# [Directions for this task]
Return, from the data below, each line that contains the word "trousers".

..........

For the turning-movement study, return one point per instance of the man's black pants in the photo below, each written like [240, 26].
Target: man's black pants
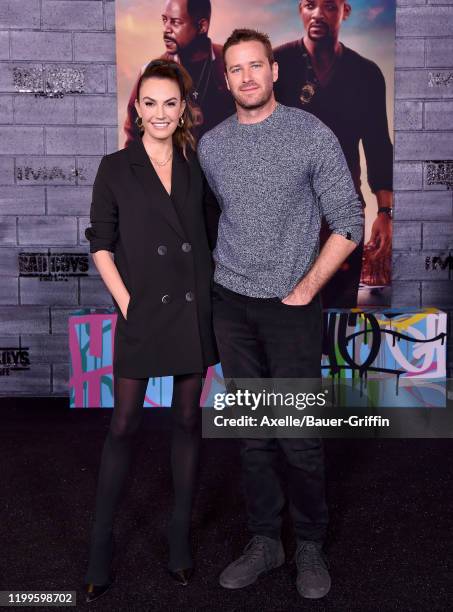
[264, 338]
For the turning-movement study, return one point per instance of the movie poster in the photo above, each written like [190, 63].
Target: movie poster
[355, 99]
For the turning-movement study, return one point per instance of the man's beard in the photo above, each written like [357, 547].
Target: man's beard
[175, 47]
[257, 104]
[328, 40]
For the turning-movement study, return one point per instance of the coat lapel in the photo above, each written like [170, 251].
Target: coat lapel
[152, 187]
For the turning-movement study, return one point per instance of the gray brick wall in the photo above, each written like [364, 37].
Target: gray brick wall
[423, 224]
[50, 148]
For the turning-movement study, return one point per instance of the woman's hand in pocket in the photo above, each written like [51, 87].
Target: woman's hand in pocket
[125, 307]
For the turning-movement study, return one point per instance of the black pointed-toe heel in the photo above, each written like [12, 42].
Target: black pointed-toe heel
[94, 591]
[182, 576]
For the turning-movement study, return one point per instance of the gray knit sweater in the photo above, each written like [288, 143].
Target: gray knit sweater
[273, 181]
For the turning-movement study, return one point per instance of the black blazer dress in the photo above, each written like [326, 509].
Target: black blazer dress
[162, 254]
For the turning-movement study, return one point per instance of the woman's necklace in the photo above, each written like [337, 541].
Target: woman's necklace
[159, 163]
[196, 91]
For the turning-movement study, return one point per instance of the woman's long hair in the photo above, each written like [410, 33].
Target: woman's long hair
[165, 69]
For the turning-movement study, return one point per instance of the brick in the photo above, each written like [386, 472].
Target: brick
[437, 294]
[60, 379]
[415, 84]
[7, 74]
[408, 115]
[34, 291]
[4, 44]
[47, 349]
[97, 110]
[94, 76]
[8, 231]
[423, 145]
[45, 170]
[48, 231]
[111, 79]
[407, 175]
[40, 110]
[412, 266]
[409, 52]
[438, 235]
[423, 205]
[112, 139]
[405, 293]
[23, 141]
[419, 21]
[9, 293]
[8, 261]
[22, 201]
[439, 52]
[109, 12]
[19, 14]
[407, 236]
[6, 170]
[94, 47]
[68, 200]
[74, 140]
[6, 109]
[84, 222]
[94, 293]
[72, 15]
[24, 319]
[88, 167]
[439, 115]
[35, 381]
[48, 46]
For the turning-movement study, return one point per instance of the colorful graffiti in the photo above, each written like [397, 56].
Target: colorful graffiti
[389, 347]
[91, 334]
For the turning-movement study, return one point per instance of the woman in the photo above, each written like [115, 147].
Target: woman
[147, 209]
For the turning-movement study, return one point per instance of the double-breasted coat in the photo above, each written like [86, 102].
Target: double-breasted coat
[162, 254]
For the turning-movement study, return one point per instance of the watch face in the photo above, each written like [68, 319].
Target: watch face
[307, 92]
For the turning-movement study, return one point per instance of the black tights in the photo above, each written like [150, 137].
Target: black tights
[129, 394]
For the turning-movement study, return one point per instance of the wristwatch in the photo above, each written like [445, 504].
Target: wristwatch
[387, 210]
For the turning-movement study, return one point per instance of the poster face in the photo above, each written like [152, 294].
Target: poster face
[354, 96]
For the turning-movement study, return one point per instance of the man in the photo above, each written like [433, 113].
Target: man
[347, 92]
[274, 171]
[185, 33]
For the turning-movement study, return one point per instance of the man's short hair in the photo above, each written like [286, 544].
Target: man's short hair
[247, 35]
[199, 9]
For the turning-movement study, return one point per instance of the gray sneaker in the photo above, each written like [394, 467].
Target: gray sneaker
[313, 580]
[260, 555]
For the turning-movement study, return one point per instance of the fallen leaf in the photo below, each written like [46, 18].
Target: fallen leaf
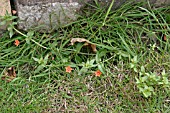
[14, 12]
[17, 42]
[9, 74]
[98, 73]
[68, 69]
[87, 43]
[164, 38]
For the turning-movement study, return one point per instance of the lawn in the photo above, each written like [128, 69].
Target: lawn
[106, 61]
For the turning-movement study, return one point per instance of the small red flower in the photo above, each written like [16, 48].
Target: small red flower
[17, 42]
[68, 69]
[98, 73]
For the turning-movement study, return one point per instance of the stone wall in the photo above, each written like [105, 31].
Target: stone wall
[4, 7]
[48, 14]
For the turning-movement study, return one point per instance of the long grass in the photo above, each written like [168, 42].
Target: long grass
[119, 36]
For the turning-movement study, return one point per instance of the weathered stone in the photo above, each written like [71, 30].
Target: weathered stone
[48, 14]
[4, 7]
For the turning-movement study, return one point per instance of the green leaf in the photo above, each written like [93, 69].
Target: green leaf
[82, 70]
[101, 68]
[38, 69]
[35, 59]
[142, 69]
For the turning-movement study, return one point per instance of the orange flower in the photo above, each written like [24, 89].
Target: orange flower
[16, 42]
[68, 69]
[98, 73]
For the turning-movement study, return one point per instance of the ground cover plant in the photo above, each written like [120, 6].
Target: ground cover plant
[106, 61]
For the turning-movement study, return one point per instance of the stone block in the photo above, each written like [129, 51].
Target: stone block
[4, 7]
[49, 14]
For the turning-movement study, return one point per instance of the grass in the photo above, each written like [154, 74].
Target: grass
[43, 85]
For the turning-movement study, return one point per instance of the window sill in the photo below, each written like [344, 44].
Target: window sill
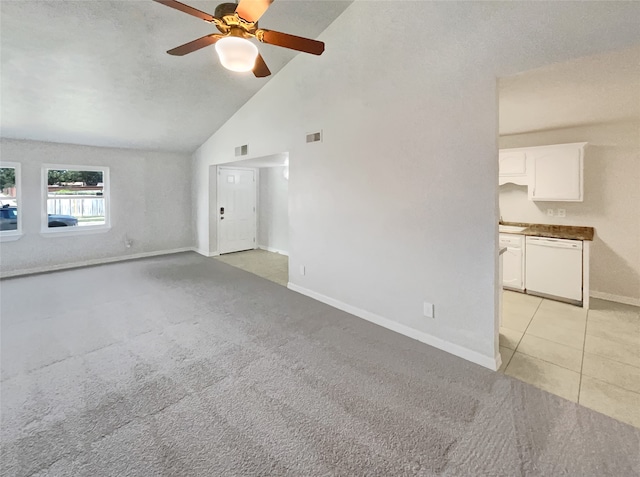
[10, 236]
[77, 230]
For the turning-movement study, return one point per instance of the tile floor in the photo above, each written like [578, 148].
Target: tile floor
[269, 265]
[587, 356]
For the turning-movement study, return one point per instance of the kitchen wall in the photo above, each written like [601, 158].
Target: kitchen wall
[611, 202]
[150, 205]
[398, 204]
[273, 207]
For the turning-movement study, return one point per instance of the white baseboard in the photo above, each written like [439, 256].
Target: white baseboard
[88, 263]
[627, 300]
[460, 351]
[206, 253]
[275, 250]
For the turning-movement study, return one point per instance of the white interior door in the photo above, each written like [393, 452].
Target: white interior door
[236, 210]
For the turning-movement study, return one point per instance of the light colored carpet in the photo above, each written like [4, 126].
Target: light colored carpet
[185, 366]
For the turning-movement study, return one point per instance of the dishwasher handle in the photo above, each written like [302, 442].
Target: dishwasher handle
[556, 243]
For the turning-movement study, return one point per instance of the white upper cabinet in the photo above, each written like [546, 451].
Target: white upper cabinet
[513, 167]
[552, 173]
[556, 172]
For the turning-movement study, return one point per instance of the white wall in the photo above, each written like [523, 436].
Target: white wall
[150, 204]
[273, 208]
[611, 202]
[399, 203]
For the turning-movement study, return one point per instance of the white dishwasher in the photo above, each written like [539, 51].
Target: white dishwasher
[554, 267]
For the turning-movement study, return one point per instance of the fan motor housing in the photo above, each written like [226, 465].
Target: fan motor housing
[225, 9]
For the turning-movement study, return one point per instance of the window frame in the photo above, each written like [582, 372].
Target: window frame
[12, 235]
[47, 231]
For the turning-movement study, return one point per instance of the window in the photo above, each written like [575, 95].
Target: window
[10, 222]
[77, 198]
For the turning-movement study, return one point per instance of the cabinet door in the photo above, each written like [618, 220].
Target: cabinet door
[512, 167]
[557, 174]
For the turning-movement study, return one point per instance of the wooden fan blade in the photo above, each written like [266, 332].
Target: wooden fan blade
[195, 45]
[187, 9]
[252, 10]
[260, 70]
[292, 42]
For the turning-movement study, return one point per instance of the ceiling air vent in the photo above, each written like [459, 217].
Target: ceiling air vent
[314, 137]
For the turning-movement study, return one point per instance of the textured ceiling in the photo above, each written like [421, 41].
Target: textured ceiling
[592, 90]
[97, 72]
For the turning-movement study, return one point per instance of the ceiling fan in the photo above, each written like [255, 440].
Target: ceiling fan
[237, 23]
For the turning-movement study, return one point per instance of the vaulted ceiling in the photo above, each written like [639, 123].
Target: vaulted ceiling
[97, 72]
[596, 89]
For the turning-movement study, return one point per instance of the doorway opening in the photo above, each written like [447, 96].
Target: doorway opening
[252, 216]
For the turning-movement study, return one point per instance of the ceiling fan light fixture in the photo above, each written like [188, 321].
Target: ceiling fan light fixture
[237, 54]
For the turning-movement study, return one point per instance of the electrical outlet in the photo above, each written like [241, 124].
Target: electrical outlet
[429, 310]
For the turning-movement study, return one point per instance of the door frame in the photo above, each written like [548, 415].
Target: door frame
[255, 195]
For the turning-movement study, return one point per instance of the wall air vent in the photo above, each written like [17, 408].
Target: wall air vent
[242, 150]
[314, 137]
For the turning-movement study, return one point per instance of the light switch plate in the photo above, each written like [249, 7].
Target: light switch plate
[429, 310]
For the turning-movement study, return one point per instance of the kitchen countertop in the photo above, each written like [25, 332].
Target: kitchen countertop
[552, 231]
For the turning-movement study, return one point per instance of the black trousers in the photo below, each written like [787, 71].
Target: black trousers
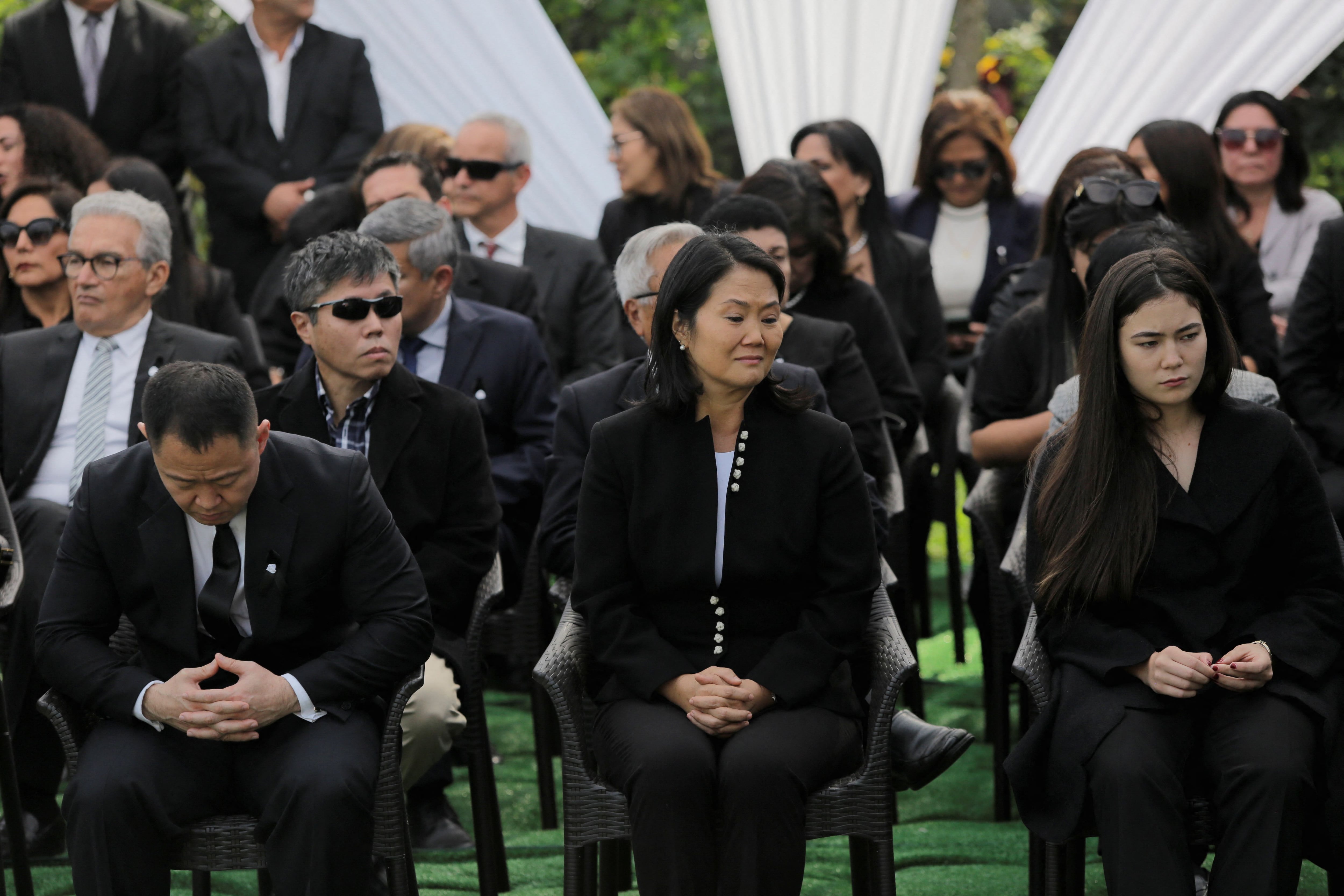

..........

# [Result of the exercise]
For the turning-movement study, return one point per instance of the black trousers in the photo below, each written like [787, 71].
Target: black trousers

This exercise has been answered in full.